Task instructions:
Copy out the entries that follow, unchanged.

(Saved entries)
★ ★ ★ ★

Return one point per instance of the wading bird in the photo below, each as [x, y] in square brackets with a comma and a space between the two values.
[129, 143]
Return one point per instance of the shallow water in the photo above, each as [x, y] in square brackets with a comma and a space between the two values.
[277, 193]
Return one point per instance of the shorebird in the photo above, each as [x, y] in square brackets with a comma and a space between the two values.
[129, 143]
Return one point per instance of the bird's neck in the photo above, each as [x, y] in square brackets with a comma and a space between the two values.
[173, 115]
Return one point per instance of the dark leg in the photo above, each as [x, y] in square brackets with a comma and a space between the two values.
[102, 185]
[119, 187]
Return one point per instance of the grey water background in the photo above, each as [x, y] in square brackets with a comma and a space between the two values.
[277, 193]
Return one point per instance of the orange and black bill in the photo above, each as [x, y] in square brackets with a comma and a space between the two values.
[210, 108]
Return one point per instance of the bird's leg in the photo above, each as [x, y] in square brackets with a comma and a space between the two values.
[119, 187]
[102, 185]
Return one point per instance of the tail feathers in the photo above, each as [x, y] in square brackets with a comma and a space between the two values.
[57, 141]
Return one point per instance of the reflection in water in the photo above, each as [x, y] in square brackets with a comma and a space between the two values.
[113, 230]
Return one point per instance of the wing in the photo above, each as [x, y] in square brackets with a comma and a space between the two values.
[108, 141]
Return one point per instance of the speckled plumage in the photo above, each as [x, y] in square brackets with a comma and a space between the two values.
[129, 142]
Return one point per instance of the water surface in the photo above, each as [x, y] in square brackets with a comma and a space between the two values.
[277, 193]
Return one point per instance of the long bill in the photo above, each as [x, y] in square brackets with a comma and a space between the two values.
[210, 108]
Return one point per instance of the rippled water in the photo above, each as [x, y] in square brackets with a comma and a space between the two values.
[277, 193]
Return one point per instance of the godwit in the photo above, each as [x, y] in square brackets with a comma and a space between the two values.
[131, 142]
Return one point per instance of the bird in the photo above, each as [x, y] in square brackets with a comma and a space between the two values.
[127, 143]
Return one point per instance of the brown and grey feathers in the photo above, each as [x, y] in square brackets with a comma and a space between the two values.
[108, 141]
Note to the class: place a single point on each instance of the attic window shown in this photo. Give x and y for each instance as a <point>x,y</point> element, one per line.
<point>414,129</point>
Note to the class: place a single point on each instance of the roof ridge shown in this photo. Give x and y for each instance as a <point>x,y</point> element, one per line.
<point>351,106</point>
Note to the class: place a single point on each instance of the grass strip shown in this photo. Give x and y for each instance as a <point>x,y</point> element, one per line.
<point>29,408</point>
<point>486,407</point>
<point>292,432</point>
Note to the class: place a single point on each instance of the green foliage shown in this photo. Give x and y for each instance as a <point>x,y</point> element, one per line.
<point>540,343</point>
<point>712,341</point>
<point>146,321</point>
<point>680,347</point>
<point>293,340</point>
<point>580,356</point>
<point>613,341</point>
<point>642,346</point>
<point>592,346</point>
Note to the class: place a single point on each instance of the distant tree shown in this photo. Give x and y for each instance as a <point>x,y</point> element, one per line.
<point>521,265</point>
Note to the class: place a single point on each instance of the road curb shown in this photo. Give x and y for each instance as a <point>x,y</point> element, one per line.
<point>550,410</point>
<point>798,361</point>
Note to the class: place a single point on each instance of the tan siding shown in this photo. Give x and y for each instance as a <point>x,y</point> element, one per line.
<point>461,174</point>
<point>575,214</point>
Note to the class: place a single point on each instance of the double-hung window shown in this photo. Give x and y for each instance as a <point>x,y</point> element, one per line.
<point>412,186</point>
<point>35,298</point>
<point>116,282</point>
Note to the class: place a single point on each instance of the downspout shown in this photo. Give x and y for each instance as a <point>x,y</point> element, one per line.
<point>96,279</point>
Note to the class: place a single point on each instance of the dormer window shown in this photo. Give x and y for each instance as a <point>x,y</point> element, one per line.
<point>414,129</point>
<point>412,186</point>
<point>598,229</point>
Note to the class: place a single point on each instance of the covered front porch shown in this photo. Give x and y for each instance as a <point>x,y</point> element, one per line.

★ ★ ★ ★

Response area:
Return one point per instance of the wading bird in the photo below, each as [x, y] in square brackets with a comma and a space between the two values.
[129, 143]
Return one point per instance of the shallow water in the photo above, each as [x, y] in square brackets with a comma and a space between the two values.
[277, 193]
Return one point per instance of the shorebird in the photo above, each as [x, y] in square brackets with a comma and a space between the two values.
[129, 143]
Return one point per instance of the bird's neck in the photo above, each as [x, y] in square brackets with a comma and a space between the two values.
[173, 115]
Return one point per instance of the dark leg in the photo above, each as [x, y] in square brackets with a comma and a space between the two values.
[102, 185]
[119, 187]
Return one point per instance of the grey water background in the photo above, each as [x, y] in square brackets with a comma and a space between the two values.
[277, 193]
Return one point per instance of the orange and black bill in the photo above, each as [x, y] in square brackets with a comma and a space between the two values.
[210, 108]
Return one point per instance of the bird's leg in the photo above, each as [x, y] in square brackets with a comma and a space between the two values.
[119, 187]
[102, 185]
Return one point per instance of the tail feathers in the photo above, each as [x, y] in square brackets with a comma and a space between the two values.
[57, 141]
Return one point per instance of the reflection in water in the photo above, each as [x, y] in square brackets with a comma and a space between the two values.
[113, 230]
Return one point per instance of the wing in the photo above, each as [x, y] in square brackets with a comma and a space between the two values.
[108, 141]
Return one point per instance of the speckled plumage in the photo above, each as [x, y] in square brackets with a comma and a space between the two values.
[129, 142]
Return one point per instance of the water surface in the photo above, each as [x, y] in square brackets with a comma and a space between the two values.
[277, 193]
Return one point per instance of the long bill in the photo above, each as [x, y] in square brackets with a comma and a space between the two values.
[210, 108]
Return one point per instance of the rippled water in the photo above, each as [x, y] in square brackets with a comma and a space between the two values.
[277, 193]
Return one point per instance of the godwit in the photo above, each as [x, y] in square brackets with a comma and a space between the two values.
[131, 142]
Return one point per instance of the bird in the photo above, each as [x, y] in square brackets with a comma and a space between the two values.
[127, 143]
Return one point per instance of the brown and grey feathers in the photo above, each as [x, y] in square brackets with a comma and a space between the two values.
[108, 141]
Note to the class: place a single point on each instance of the attic window shown in this photo. Give x and y for each instance as a <point>x,y</point> element, one per line.
<point>414,129</point>
Note to the class: place a single point on each instance of the roof ridge shown in this photo. Give x and y for each instance as a <point>x,y</point> element, one per line.
<point>351,106</point>
Note to the class: place a single point on each instance of the grass strip shown in this photo. Give x and y for each instance as a <point>x,y</point> element, one per line.
<point>29,408</point>
<point>486,407</point>
<point>292,432</point>
Note to the class: place a single point on each instance of the green foliage shown in this photo. Give x and y for each instance as a <point>x,y</point> element, one per line.
<point>540,343</point>
<point>712,341</point>
<point>146,321</point>
<point>680,347</point>
<point>293,340</point>
<point>580,356</point>
<point>613,341</point>
<point>642,346</point>
<point>592,346</point>
Note to the class: place a single point on each instance of the distant tree shown in this photo. Give x and y for each instance as a <point>x,y</point> element, one per line.
<point>521,265</point>
Note to the class: place a single point on each instance of the road curb shown in this photo. Give x and y for each instance as a <point>x,y</point> element, one per line.
<point>550,410</point>
<point>798,361</point>
Note to the class: place a single point on each instance of the tan siding shown in this photo. Give x and y for each instance as a <point>x,y</point> element, one per line.
<point>461,174</point>
<point>575,214</point>
Note to the class: place a single point on each instance of the double-hung window shown in this photo. Give x and y for each instance as a <point>x,y</point> element, one per line.
<point>412,186</point>
<point>35,298</point>
<point>116,282</point>
Note to the class: place a single point on each instance of the downspout shown in this photo. Give x and y for each instance as a <point>x,y</point> element, one per line.
<point>96,279</point>
Note to the class: place a single point on each instance of the dormer window shown in this photo. Give x and y for each instance as a <point>x,y</point> element, one per line.
<point>414,129</point>
<point>412,186</point>
<point>598,229</point>
Note to the class: place a single point on each instance of the covered front porch shown in this photo. Give x and y for each instance as a <point>x,y</point> element, one per line.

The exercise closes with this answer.